Passage to read:

******************************

Example: Assign("x", BinOp(Add, IntLit 1, IntLit 2))

Pre-order:   ["Assign"; "BinOp(+)"; "IntLit(1)"; "IntLit(2)"]
             Visit node FIRST, then children left-to-right.

Post-order:  ["IntLit(1)"; "IntLit(2)"; "BinOp(+)"; "Assign"]
             Visit children FIRST, then the node itself.

BFS:         ["Assign"; "BinOp(+)"; "IntLit(1)"; "IntLit(2)"]
             All nodes at depth d before any at depth d+1.

What to implement

In traversals.ml:

#FunctionHint
1label_of_expr ePattern match on expr and return the label string, e.g., IntLit n returns "IntLit(" ^ string_of_int n ^ ")"
2label_of_stmt sPattern match on stmt and return just the constructor name, e.g., Assign _ returns "Assign"

******************************

Record list:
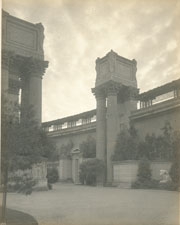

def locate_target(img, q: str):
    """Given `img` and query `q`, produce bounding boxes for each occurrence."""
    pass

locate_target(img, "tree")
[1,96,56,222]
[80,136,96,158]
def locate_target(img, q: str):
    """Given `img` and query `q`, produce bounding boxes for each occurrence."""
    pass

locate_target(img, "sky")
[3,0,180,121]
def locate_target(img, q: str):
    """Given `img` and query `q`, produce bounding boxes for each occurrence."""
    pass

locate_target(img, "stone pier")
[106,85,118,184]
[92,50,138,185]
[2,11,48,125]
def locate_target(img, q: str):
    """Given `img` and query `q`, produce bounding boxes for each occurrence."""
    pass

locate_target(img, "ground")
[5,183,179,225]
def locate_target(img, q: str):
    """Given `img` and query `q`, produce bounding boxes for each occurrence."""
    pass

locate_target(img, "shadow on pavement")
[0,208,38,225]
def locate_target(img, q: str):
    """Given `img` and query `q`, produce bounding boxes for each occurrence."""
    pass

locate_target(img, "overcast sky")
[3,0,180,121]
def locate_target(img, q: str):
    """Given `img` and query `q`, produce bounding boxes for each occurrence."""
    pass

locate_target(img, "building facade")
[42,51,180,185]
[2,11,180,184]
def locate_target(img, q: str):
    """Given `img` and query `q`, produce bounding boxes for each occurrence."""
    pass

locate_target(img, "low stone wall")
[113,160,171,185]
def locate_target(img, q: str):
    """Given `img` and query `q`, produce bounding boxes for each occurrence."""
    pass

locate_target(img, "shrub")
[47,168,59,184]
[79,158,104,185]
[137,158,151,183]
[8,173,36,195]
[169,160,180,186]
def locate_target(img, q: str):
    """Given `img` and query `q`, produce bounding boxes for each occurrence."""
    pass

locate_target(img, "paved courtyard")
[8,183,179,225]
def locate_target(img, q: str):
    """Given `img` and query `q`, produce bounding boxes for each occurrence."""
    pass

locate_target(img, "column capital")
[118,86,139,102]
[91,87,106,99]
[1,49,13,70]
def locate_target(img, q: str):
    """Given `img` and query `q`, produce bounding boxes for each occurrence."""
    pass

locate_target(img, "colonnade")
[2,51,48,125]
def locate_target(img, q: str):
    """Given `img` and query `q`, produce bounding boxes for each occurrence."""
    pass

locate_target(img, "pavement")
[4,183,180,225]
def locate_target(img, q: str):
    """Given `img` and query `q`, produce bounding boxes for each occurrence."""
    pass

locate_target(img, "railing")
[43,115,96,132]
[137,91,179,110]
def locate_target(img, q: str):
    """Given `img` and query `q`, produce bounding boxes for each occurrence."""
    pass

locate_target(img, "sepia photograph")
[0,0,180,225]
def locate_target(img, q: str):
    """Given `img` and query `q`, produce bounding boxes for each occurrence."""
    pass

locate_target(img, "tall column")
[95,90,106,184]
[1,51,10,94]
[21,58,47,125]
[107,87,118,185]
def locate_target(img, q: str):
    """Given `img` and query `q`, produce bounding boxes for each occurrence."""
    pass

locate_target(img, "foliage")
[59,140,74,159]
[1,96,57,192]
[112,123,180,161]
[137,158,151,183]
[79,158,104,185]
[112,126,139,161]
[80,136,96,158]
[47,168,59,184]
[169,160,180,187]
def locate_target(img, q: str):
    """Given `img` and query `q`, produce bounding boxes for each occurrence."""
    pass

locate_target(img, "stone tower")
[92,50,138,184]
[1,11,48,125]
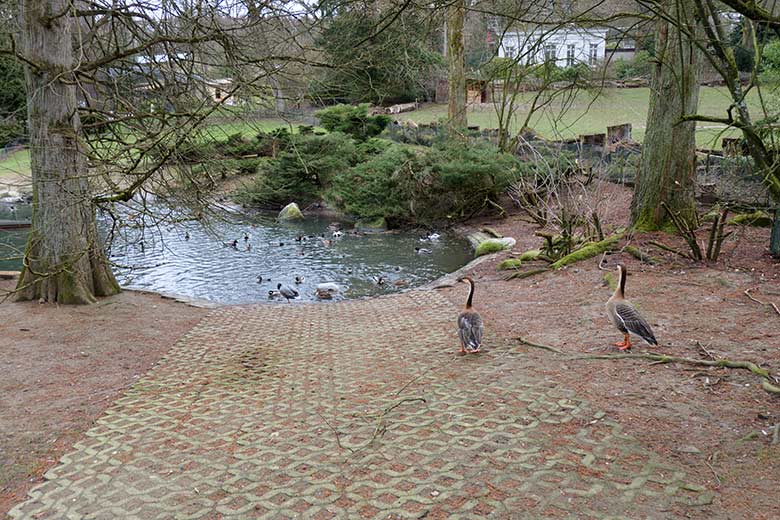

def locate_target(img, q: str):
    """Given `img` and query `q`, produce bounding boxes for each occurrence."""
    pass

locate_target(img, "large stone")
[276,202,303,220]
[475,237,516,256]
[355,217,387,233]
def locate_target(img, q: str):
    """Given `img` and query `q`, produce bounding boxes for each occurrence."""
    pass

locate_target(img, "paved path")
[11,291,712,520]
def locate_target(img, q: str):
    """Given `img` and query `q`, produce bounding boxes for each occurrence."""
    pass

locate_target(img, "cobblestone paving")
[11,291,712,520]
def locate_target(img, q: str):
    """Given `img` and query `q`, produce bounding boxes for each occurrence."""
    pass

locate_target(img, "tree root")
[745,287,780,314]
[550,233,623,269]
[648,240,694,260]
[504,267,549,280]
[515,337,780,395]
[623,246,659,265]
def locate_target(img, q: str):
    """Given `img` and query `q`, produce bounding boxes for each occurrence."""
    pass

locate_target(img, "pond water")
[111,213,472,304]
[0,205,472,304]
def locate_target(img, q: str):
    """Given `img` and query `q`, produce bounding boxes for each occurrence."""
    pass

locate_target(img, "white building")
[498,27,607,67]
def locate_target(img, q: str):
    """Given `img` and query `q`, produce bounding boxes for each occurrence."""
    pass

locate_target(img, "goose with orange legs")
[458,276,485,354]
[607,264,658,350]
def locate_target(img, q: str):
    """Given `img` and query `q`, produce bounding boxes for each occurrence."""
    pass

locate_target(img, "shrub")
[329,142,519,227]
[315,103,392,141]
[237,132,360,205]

******************************

Goals:
1. Answer these questions from the passage on tree traversals:
(a) In post-order, are a node's children visited before or after the node itself?
(b) In BFS, which nodes are visited before any node at depth d+1?
(c) In which file are the functions to be implemented?
2. Which traversal orders does the passage on tree traversals give a visiting sequence for?
3. Can you summarize the passage on tree traversals in two sentences?
Use only the passage on tree traversals to respond; the rows are not needed.

The results:
1.
(a) Before: the children are visited first, then the node itself.
(b) All nodes at depth d.
(c) traversals.ml

2. Pre-order, post-order, BFS

3. Using the example Assign("x", BinOp(Add, IntLit 1, IntLit 2)), the passage shows the label sequences from pre-order, post-order, and BFS traversals, which visit a node before its children, the children before the node, and all nodes at one depth before the next, respectively. It then asks for label_of_expr and label_of_stmt to be implemented in traversals.ml, the first returning a label string for an expression and the second returning the constructor name for a statement.